> _ASSIGNMENT_: Every entry must be given again exactly as it is written.

> _EXCERPTED DATA_:

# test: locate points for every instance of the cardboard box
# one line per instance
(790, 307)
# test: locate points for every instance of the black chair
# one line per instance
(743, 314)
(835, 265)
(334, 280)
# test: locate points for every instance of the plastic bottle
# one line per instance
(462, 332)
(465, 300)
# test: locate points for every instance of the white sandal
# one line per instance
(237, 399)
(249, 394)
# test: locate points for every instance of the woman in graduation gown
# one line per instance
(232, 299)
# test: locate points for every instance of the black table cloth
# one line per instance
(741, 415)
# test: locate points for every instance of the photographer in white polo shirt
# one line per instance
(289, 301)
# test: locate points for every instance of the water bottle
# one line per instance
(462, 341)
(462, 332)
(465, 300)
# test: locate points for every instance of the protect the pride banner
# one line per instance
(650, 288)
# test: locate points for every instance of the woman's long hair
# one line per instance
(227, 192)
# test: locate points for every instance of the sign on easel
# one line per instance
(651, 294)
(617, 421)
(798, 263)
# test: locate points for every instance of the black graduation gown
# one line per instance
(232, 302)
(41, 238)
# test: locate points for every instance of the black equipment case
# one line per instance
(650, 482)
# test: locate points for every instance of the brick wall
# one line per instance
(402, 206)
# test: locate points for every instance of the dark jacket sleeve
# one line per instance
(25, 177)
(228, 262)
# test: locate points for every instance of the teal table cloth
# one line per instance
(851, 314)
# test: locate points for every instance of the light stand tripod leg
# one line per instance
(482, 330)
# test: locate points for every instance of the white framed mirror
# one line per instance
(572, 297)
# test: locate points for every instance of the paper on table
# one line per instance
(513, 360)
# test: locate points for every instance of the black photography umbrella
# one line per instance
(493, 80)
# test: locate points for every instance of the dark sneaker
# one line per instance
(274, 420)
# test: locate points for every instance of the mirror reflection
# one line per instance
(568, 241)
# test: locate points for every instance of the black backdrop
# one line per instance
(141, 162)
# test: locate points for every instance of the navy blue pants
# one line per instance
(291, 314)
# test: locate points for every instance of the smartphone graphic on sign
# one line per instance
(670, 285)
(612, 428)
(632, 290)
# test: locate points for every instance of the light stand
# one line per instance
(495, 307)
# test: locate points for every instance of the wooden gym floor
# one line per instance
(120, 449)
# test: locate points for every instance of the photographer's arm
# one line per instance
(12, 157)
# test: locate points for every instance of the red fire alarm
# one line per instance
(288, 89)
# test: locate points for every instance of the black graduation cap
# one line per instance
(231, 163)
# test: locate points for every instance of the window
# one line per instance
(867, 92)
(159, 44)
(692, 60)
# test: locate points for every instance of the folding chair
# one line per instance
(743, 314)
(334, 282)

> _WRITTEN ANSWER_:
# test: locate points for every instance of the cardboard box
# one line per instance
(790, 307)
# test: locate points for every instance of the black chair
# one line per instance
(743, 314)
(835, 265)
(334, 280)
# test: locate points for every instance of the plastic bottle
# one line per instance
(462, 332)
(465, 300)
# test: locate points for every instance of the white sandal
# one line per instance
(237, 399)
(249, 394)
# test: locate points for every instance of the woman in graduation gown
# one line per instance
(232, 299)
# test: locate points for every instance of the black table cloth
# one line per instance
(741, 415)
# test: locate points for every instance of the photographer in white polo shirt
# one line per instance
(289, 301)
# test: locate points for every instance of the water bottle
# one line per instance
(462, 341)
(462, 332)
(465, 300)
# test: locate points for every instance of the protect the pride banner
# one line per instance
(650, 288)
# test: locate points for every instance of the woman's long hair
# one line per instance
(227, 192)
# test: locate points for every instance of the sign on easel
# one line per instance
(651, 294)
(617, 421)
(798, 263)
# test: locate points for every instance of the black graduation gown
# one line per instance
(232, 302)
(41, 238)
# test: locate points for every instance of the black equipment case
# one line per instance
(650, 482)
# test: locate points for every instance of the brick wall
# one line per instance
(402, 206)
# test: locate points for every instance of the dark jacket sleeve
# one line per instance
(25, 177)
(228, 262)
# test: locate points for every instance of the teal table cloth
# one line per instance
(851, 314)
# test: locate points for every instance of the light stand tripod leg
# one line per instance
(482, 330)
# test: locate points for every instance of the white framed mirror
# one line per instance
(572, 297)
# test: locate points for every instance of the paper on table
# one line per instance
(513, 360)
# test: locate points for every instance of the black photography umbrella
# one line per instance
(493, 80)
# test: locate points for every instance of the dark sneaker
# one line per instance
(274, 420)
# test: locate points for every instance of the mirror reflection
# one line per instance
(568, 241)
# test: locate points for every instance of the black backdrop
# one line per instance
(141, 162)
# test: locate points for every instance of the navy blue pants
# one line per instance
(291, 314)
# test: locate points for every instance of the smartphone graphic on sign
# one line per instance
(670, 285)
(612, 428)
(632, 290)
# test: locate points for every instance of the light stand
# one line per instance
(495, 307)
# test: locate points for every instance of the wooden gym floor
# one line per instance
(120, 449)
# test: locate points for every instance of the photographer's arm
# one line per instance
(12, 157)
# test: locate points for every instance of the red fire alarm
# one line per instance
(288, 89)
# test: locate points for every instance of the black graduation cap
# one line per instance
(231, 163)
# test: locate points for every instance of the window
# one line per instance
(867, 92)
(159, 44)
(692, 60)
# test: locate points for every instance of the folding chair
# one line per instance
(743, 314)
(334, 282)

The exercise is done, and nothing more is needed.